Stored items:
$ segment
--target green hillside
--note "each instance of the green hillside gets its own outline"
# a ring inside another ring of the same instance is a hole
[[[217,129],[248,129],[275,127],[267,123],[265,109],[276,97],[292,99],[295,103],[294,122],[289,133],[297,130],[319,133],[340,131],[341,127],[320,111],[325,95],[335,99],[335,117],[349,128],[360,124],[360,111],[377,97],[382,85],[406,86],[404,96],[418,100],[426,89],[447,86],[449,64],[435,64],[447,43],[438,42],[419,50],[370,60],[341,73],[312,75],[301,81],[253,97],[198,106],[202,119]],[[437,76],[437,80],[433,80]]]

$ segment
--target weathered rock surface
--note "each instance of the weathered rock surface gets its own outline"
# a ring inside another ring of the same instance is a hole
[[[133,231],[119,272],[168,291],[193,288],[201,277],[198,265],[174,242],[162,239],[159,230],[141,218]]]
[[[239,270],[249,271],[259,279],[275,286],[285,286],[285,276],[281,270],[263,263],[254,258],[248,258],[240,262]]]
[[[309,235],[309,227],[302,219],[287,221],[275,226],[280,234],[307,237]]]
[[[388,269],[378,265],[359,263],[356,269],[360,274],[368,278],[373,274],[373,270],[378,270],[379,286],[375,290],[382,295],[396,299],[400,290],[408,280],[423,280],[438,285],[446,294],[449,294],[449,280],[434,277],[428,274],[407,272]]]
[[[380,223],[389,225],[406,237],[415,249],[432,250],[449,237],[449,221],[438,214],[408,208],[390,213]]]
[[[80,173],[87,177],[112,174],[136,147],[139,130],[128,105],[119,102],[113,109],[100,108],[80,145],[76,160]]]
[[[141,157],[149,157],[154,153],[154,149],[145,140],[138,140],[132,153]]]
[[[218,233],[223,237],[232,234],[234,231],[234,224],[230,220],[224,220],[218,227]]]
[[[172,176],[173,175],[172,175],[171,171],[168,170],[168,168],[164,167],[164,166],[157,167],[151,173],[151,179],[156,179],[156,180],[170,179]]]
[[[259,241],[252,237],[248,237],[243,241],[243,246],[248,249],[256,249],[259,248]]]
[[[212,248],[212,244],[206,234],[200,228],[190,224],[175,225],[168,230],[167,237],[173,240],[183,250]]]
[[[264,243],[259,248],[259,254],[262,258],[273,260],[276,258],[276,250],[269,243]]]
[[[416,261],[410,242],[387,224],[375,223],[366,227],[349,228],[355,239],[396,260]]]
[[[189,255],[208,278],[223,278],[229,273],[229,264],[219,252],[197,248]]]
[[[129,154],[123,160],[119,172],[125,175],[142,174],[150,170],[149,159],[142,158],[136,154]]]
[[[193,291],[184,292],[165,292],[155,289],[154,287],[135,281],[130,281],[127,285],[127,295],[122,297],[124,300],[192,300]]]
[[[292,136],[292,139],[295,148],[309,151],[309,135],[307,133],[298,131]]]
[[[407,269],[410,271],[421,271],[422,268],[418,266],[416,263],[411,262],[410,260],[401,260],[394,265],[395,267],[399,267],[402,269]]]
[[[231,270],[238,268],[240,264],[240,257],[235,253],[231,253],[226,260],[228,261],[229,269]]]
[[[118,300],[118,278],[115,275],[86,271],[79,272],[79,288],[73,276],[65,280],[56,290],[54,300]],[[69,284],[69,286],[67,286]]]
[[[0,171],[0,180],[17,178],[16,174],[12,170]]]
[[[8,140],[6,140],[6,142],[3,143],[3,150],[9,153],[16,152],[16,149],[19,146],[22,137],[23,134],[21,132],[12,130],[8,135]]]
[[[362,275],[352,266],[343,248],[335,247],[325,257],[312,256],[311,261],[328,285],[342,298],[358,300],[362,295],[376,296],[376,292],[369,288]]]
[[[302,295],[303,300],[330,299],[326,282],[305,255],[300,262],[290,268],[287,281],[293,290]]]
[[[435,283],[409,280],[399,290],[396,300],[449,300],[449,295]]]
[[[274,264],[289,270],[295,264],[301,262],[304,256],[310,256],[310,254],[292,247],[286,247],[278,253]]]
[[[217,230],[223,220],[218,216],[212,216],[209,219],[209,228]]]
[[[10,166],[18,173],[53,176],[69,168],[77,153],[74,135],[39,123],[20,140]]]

- **YOUR ASSIGNMENT**
Check each line above for the string "outline" and return those that contain it.

- **RESULT OF THIS TASK**
--note "each instance of the green hillside gets its own outline"
--note "each instance of the weathered rock surface gets its own outline"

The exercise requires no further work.